Referring expression data
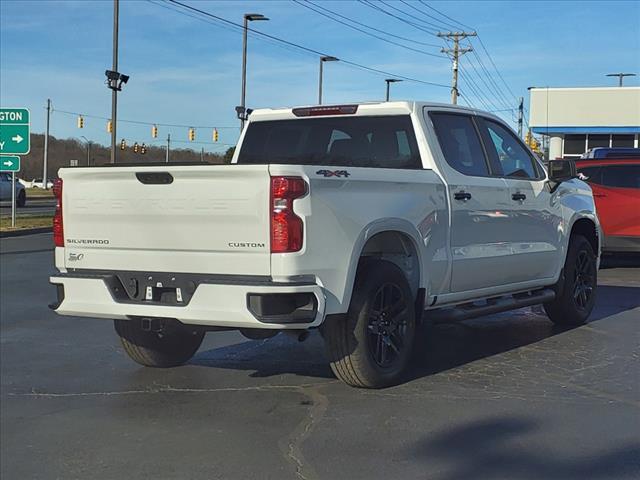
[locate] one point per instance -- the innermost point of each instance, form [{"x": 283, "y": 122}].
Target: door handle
[{"x": 462, "y": 196}]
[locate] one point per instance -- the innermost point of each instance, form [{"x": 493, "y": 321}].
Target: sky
[{"x": 185, "y": 69}]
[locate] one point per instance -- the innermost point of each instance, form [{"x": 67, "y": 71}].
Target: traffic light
[{"x": 528, "y": 139}]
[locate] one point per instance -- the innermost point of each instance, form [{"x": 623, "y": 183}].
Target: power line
[
  {"x": 411, "y": 40},
  {"x": 496, "y": 68},
  {"x": 79, "y": 114},
  {"x": 445, "y": 15},
  {"x": 484, "y": 48},
  {"x": 306, "y": 49},
  {"x": 473, "y": 87},
  {"x": 490, "y": 85},
  {"x": 497, "y": 89},
  {"x": 439, "y": 27},
  {"x": 414, "y": 25},
  {"x": 364, "y": 31}
]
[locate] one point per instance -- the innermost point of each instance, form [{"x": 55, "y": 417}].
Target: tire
[
  {"x": 171, "y": 346},
  {"x": 364, "y": 348},
  {"x": 576, "y": 289}
]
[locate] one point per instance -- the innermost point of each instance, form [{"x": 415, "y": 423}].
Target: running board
[{"x": 490, "y": 305}]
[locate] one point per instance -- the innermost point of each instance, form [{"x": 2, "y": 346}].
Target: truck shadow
[
  {"x": 493, "y": 448},
  {"x": 439, "y": 347}
]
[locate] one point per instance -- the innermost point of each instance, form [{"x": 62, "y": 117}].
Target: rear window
[{"x": 381, "y": 142}]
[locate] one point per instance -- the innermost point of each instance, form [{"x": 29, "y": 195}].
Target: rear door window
[
  {"x": 381, "y": 142},
  {"x": 460, "y": 143},
  {"x": 621, "y": 176}
]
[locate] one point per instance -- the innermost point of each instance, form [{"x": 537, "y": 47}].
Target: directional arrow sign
[
  {"x": 9, "y": 163},
  {"x": 14, "y": 131}
]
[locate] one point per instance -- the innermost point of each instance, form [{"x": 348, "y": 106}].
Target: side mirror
[{"x": 562, "y": 170}]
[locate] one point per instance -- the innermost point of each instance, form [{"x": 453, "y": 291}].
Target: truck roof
[{"x": 364, "y": 108}]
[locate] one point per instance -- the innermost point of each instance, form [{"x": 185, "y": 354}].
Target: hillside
[{"x": 61, "y": 151}]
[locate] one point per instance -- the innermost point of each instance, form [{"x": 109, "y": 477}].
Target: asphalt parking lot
[{"x": 505, "y": 397}]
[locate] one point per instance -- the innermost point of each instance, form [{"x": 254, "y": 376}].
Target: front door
[
  {"x": 478, "y": 199},
  {"x": 534, "y": 214}
]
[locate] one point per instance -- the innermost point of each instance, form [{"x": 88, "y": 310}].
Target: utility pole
[
  {"x": 46, "y": 147},
  {"x": 456, "y": 52},
  {"x": 241, "y": 110},
  {"x": 114, "y": 92},
  {"x": 620, "y": 76},
  {"x": 520, "y": 116},
  {"x": 322, "y": 60},
  {"x": 389, "y": 81}
]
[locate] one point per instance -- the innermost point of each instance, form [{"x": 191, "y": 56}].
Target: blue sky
[{"x": 187, "y": 71}]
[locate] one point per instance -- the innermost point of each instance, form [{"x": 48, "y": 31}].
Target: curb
[{"x": 26, "y": 231}]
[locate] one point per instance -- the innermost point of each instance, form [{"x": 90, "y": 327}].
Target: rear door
[
  {"x": 190, "y": 219},
  {"x": 534, "y": 216},
  {"x": 479, "y": 224}
]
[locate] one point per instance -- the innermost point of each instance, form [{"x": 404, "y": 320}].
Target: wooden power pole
[{"x": 456, "y": 52}]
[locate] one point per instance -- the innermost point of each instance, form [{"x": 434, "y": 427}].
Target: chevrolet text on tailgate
[{"x": 364, "y": 221}]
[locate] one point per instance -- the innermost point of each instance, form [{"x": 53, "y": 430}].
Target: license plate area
[{"x": 151, "y": 288}]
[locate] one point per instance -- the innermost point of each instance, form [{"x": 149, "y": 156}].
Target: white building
[{"x": 577, "y": 119}]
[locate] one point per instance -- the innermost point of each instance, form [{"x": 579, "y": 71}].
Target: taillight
[
  {"x": 286, "y": 226},
  {"x": 58, "y": 231}
]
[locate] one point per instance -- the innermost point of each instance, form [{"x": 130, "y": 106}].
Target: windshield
[{"x": 382, "y": 142}]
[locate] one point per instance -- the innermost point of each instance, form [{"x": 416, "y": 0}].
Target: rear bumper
[
  {"x": 264, "y": 306},
  {"x": 621, "y": 244}
]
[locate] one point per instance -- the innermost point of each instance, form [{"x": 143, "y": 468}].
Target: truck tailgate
[{"x": 173, "y": 218}]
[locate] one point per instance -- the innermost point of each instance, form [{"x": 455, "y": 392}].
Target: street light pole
[
  {"x": 248, "y": 17},
  {"x": 389, "y": 81},
  {"x": 322, "y": 60},
  {"x": 114, "y": 92}
]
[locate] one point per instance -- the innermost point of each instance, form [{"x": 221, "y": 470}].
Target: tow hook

- EXERCISE AIM -
Write out, exactly as shown, only the lines running from the one that contains "Target: blue sky" to the last line above.

- YOUR RESPONSE -
Target: blue sky
[{"x": 187, "y": 71}]
[locate] one point per instance -- the innermost point of each instance, form [{"x": 48, "y": 31}].
Target: curb
[{"x": 26, "y": 231}]
[locate] one point per instance -- the innermost point of each instance, form [{"x": 90, "y": 327}].
Target: rear door
[
  {"x": 190, "y": 219},
  {"x": 534, "y": 216},
  {"x": 479, "y": 224}
]
[locate] one point per instance -- the innermost point of each instance, form [{"x": 404, "y": 320}].
Target: wooden power pole
[{"x": 456, "y": 52}]
[locate] one point per instance -- the innermost point of each instance, form [{"x": 434, "y": 427}].
Target: chevrolet text on tailgate
[{"x": 364, "y": 221}]
[locate] one point per instance -- the innermost point of each instance, form [{"x": 53, "y": 430}].
Target: license plate area
[{"x": 151, "y": 288}]
[locate] one point per instance -- the innermost point of each instance, form [{"x": 149, "y": 156}].
Target: white building
[{"x": 577, "y": 119}]
[locate] one point per instance -- the innermost point of each instance, form [{"x": 579, "y": 71}].
Target: taillight
[
  {"x": 286, "y": 226},
  {"x": 58, "y": 231}
]
[locate] one point per instance -- the innermost point of each instance, form [{"x": 130, "y": 106}].
Target: windshield
[{"x": 382, "y": 142}]
[locate] one point per instance -- the innermost point of each instance, form [{"x": 416, "y": 0}].
Target: rear bumper
[
  {"x": 264, "y": 306},
  {"x": 621, "y": 244}
]
[locate] one point per instance -- the innermost point of each instance, form [{"x": 143, "y": 468}].
Target: truck tailgate
[{"x": 173, "y": 218}]
[locate] one point per instance -- the innermost point of each instance, form [{"x": 455, "y": 392}].
Target: street light pole
[
  {"x": 248, "y": 17},
  {"x": 389, "y": 81},
  {"x": 322, "y": 60},
  {"x": 114, "y": 92}
]
[locate] one point per instance -- the innermost point of each instance, form [{"x": 221, "y": 470}].
Target: tow hook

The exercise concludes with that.